- _TASK DETAILS_
Please return all lines from the records below that include the string "bokeh".

- _RECORDS TO USE_
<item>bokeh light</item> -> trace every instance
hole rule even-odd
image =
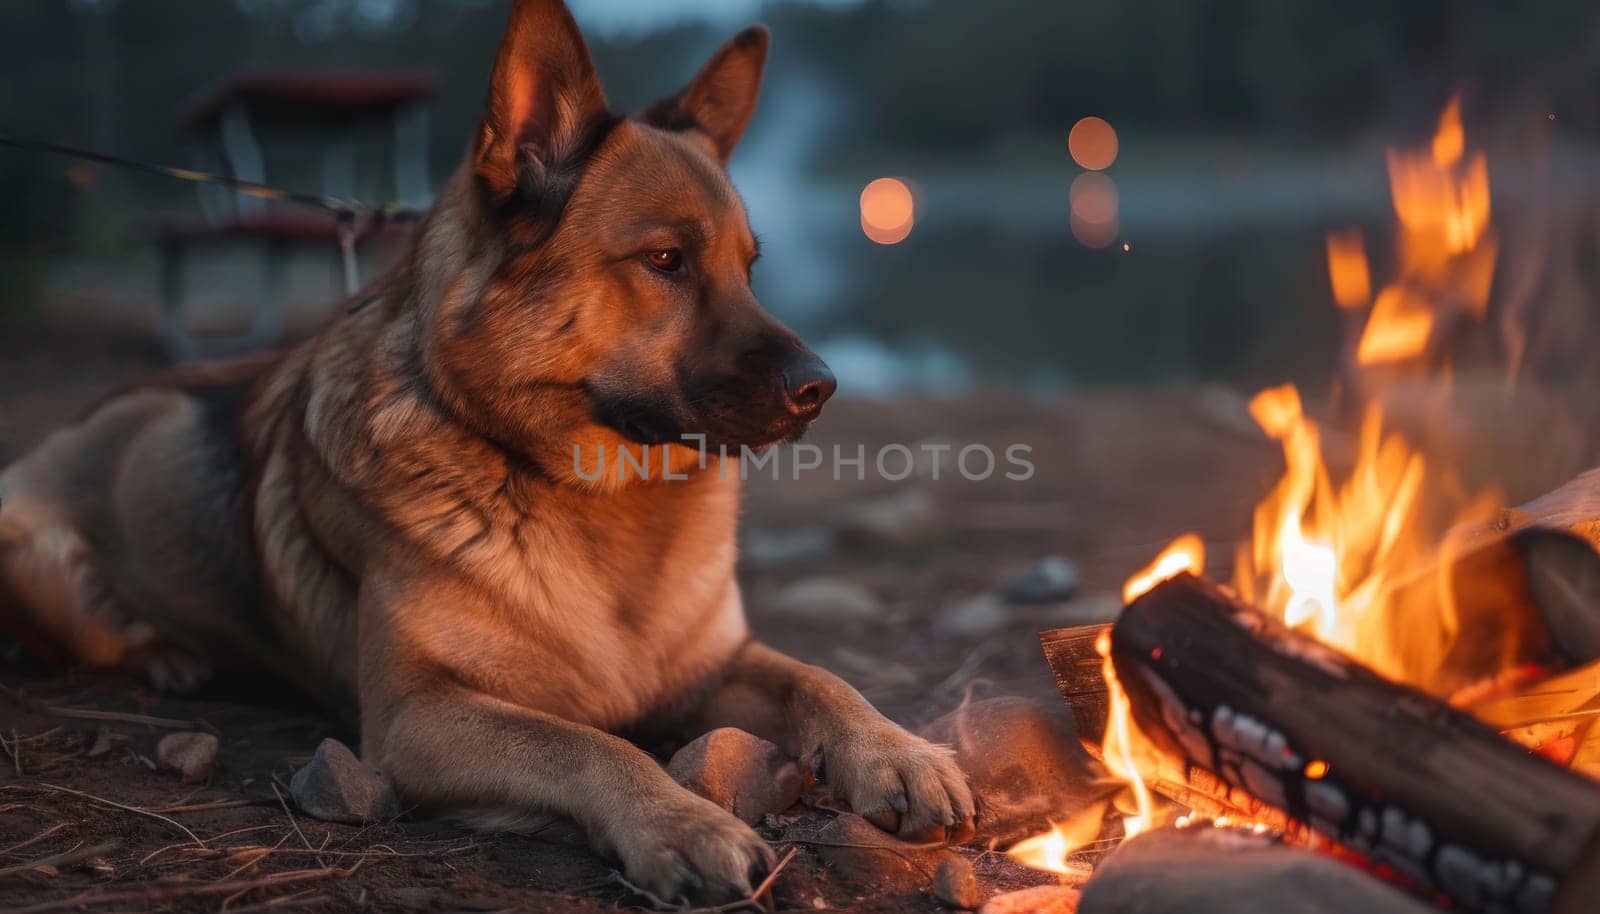
[[[1083,118],[1067,134],[1067,151],[1072,153],[1072,161],[1090,171],[1110,168],[1117,160],[1117,131],[1105,118]]]
[[[898,178],[879,178],[861,191],[861,231],[879,244],[899,244],[916,224],[911,188]]]
[[[1072,234],[1091,248],[1117,240],[1117,184],[1098,171],[1085,172],[1072,182]]]

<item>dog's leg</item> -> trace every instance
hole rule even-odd
[[[749,826],[637,746],[469,685],[470,661],[441,663],[438,633],[459,637],[462,620],[483,608],[470,588],[368,581],[361,603],[362,754],[406,802],[480,821],[495,810],[509,814],[503,820],[568,816],[663,899],[744,898],[772,867],[772,849]]]
[[[972,792],[951,751],[907,733],[820,667],[752,641],[691,717],[700,729],[739,727],[776,742],[851,809],[908,841],[972,836]]]
[[[759,835],[626,740],[457,687],[406,700],[379,764],[408,802],[571,816],[664,899],[744,898],[773,864]]]

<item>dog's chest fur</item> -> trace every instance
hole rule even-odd
[[[432,595],[385,620],[403,662],[569,720],[637,721],[743,642],[737,473],[558,484],[370,365],[296,353],[256,407],[280,411],[254,442],[267,586],[331,686],[355,698],[364,579],[396,566]]]

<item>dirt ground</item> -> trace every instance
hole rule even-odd
[[[160,365],[147,339],[126,333],[46,330],[0,340],[0,462],[106,388]],[[972,698],[1056,701],[1037,631],[1114,607],[1123,578],[1184,530],[1216,544],[1214,561],[1226,565],[1226,544],[1245,532],[1251,506],[1279,472],[1274,447],[1251,431],[1242,399],[1211,388],[1055,402],[841,400],[809,440],[825,452],[863,444],[869,455],[889,443],[948,443],[952,455],[971,443],[998,453],[1012,444],[1032,449],[1036,472],[1025,481],[967,481],[953,465],[935,480],[927,464],[898,483],[834,481],[826,473],[795,481],[783,464],[785,479],[749,487],[747,537],[769,544],[800,530],[834,537],[861,505],[894,503],[908,492],[926,499],[931,511],[906,525],[903,542],[843,536],[809,555],[756,550],[761,561],[742,571],[760,636],[840,673],[910,727]],[[978,633],[939,623],[951,607],[1049,555],[1081,569],[1078,599],[1007,615]],[[776,608],[785,586],[819,575],[865,586],[880,609],[824,623]],[[354,741],[313,710],[219,695],[163,697],[127,681],[41,667],[15,646],[0,643],[0,650],[0,909],[603,911],[644,904],[608,863],[580,848],[410,818],[357,828],[291,814],[278,794],[317,741]],[[220,737],[220,767],[209,783],[185,786],[150,761],[165,726],[95,720],[97,711],[192,722]],[[766,833],[781,838],[792,829]],[[794,846],[799,852],[774,888],[780,909],[940,910],[924,890],[885,893],[850,883],[815,848]],[[1050,879],[984,848],[964,853],[988,891]]]

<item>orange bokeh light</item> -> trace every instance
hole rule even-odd
[[[1097,171],[1078,175],[1068,192],[1072,201],[1072,234],[1091,248],[1117,240],[1117,184]]]
[[[911,188],[898,178],[878,178],[861,191],[861,231],[878,244],[899,244],[916,224]]]
[[[1067,151],[1072,153],[1072,161],[1090,171],[1110,168],[1117,160],[1117,131],[1105,118],[1083,118],[1067,134]]]

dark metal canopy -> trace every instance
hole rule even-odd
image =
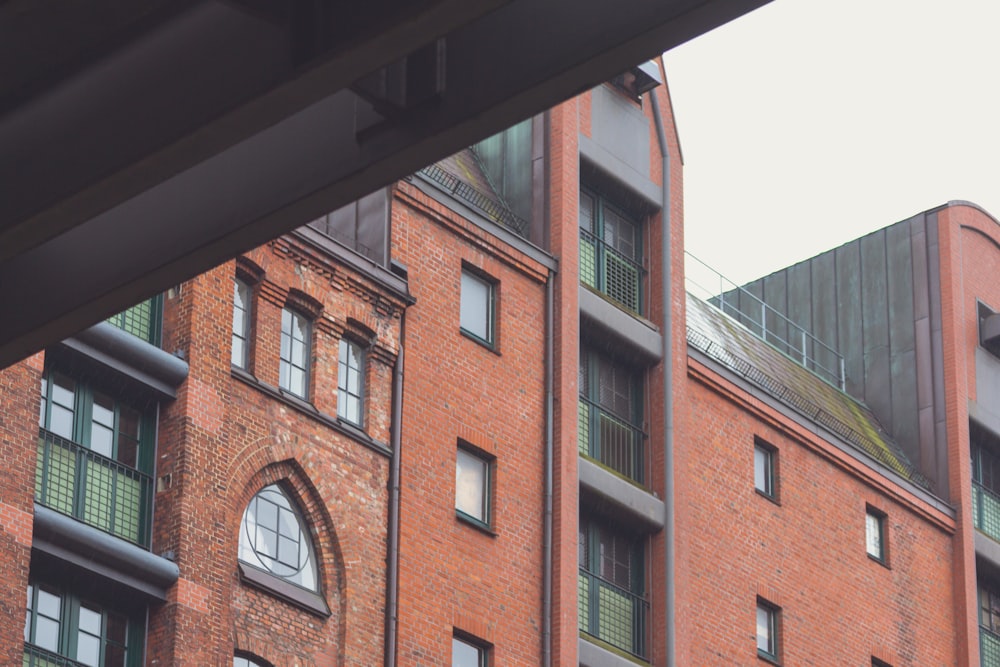
[[[766,1],[0,3],[0,367]]]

- _ANSWER TO THE PROBLEM_
<item>bokeh light</item> -> trace every instance
<item>orange bokeh light</item> -> trace every instance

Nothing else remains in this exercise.